(Beginning of SELECTED TEXT)

Thursday, February 7, 2013

Life together.

Currently, Jack and I live in apartment 15, bloc 3, of Stradă Sârguințeii in Târgu Mureș, Romania.  Every day we climb up five flights of stairs after class and then stand, panting, to unlock the heavy wooden door to our home.  The building is quite nice, especially compared to our building in Lupeni, though it looks like a towering concrete monolith just like the rest of Romania's blocs -- just this one is mercifully free of decay.  We live with an older woman named Otilia and a dental student named Georgiana, who also rents a room.  As we've mentioned before, Otilia is a lovely lady, a recent widow who has taken in boarders so she doesn't have to live alone.  We like her a lot, and are enjoying the give-and-take of teaching each other our respective languages, the laughter and confusion of complete misunderstanding, the sharing of meals and stories, and the gradual learning of life together.

But oh, life together... what a feat that is.

Personally, I am enough of an extrovert that most of the time I enjoy living with a host grandma, trying to talk with her, listening to her go off on tangents in Romanian for thirty minutes over dinner.  We're learning more and more every day, and it's fun to realize that we're having real conversations now, about real things!  We talk about cars and driving (she has an old white Dacia, but only her husband knew how to drive it), about communism and gardening (under the regime food production was stifled by the state, so even gardening could be seen as an underground activity), about death and marriage and her grief for her husband (he passed away just last June), and about the bizarre things we do to American food (last night I made cookie dough brownies, if that helps explain).

(End of SELECTED TEXT)
(Beginning of MATERIAL SHOWN)

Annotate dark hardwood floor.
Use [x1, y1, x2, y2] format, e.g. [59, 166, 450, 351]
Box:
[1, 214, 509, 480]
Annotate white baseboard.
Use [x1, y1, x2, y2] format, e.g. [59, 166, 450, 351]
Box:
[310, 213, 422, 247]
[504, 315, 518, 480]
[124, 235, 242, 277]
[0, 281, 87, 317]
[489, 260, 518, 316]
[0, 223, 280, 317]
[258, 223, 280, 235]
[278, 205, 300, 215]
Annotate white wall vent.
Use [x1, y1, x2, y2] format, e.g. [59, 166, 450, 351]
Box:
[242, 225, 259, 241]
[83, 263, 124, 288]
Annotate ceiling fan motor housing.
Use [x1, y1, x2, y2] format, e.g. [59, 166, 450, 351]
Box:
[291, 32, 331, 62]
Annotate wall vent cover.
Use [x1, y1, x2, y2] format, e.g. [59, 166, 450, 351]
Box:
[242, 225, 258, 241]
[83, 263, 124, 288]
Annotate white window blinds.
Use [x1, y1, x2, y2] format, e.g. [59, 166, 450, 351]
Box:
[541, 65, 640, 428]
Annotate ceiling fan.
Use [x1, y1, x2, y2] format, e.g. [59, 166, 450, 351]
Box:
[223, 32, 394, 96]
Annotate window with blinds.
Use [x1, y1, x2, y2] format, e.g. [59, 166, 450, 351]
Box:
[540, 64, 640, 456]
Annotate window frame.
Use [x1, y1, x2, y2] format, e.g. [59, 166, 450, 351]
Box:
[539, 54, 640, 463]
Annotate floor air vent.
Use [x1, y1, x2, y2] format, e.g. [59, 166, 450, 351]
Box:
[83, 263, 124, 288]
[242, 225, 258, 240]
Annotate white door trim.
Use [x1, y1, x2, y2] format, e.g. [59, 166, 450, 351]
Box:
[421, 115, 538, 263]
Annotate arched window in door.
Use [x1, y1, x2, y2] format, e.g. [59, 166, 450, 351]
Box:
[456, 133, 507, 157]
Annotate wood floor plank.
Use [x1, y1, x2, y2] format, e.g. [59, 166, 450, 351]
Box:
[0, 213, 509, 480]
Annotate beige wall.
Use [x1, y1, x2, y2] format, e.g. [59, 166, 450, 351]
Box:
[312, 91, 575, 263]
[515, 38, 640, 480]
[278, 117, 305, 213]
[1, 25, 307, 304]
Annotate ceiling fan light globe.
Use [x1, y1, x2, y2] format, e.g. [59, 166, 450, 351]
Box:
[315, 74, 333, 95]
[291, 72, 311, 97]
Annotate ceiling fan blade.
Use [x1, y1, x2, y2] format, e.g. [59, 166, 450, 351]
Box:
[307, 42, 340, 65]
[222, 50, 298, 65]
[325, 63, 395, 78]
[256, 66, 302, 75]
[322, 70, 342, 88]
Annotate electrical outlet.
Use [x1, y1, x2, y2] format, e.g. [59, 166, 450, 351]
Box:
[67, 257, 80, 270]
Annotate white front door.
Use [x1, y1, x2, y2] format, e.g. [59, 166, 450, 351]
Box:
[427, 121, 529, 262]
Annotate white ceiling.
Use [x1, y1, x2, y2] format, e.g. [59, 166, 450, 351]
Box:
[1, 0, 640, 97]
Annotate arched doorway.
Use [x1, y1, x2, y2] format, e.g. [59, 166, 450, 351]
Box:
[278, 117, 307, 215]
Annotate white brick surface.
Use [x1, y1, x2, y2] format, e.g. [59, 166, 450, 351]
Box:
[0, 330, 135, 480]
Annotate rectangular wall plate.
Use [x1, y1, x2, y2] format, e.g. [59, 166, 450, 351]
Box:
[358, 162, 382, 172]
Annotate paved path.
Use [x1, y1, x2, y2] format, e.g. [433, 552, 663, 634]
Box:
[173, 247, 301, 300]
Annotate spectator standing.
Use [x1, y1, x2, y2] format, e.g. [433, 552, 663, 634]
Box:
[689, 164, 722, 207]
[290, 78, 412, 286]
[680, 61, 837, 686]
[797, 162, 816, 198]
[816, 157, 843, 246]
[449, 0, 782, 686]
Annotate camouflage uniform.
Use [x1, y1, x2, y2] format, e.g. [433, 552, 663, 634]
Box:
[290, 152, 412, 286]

(End of MATERIAL SHOWN)

WORK ITEM
Continue the blog entry about shared life in Otilia's apartment in Târgu Mureș, starting after its final sentence.

RESULT FOR THIS TASK
Otilia is a lovely, intelligent, lively woman, and living with her brings us joy.  But I also am recognizing in myself the desire to "nest" -- a longing to make our home cozy and ours, to hang things on the walls, to play some Bruce Cockburn and The Duhks and dance around without feeling like an imposition.  Otilia has been a wonderful host and seems to enjoy putting up with our American, 22-year-old, newlywed antics.  She lets us invite people over, and helps prepare food for them (ah, the ever-hospitable Romanian hostess).  She makes soup and buys bread and cooks potatoes from her garden and offers food to us many times a day, always checking to make sure we've eaten.  It is good to live here.  But how to make home?

I guess this is what it feels like to combine intercultural communication and adaptation with newlyweds learning to live in someone else's home for three months.  It's not a common thing for American couples to live with other people, and after seven months of having our own apartment, I'm realizing that this is a big adjustment.  I like it here, a lot.  I really do.  I don't think I'd be learning nearly as much Romanian if we lived alone, and in fact, I think Jack and I would be a bit bored and lonely.  But right now, as I sit on the Tweety Bird duvet cover in our bedroom, looking at the white-lace-and-orange-linen curtains that shield the balcony, lamenting the pile of books and flashcards and waterbottles and electronics that clutter the small table in our bedroom, I feel some nesting, cozying, mama-bird instinct kicking in, wanting to make this place look and feel more like home... to me.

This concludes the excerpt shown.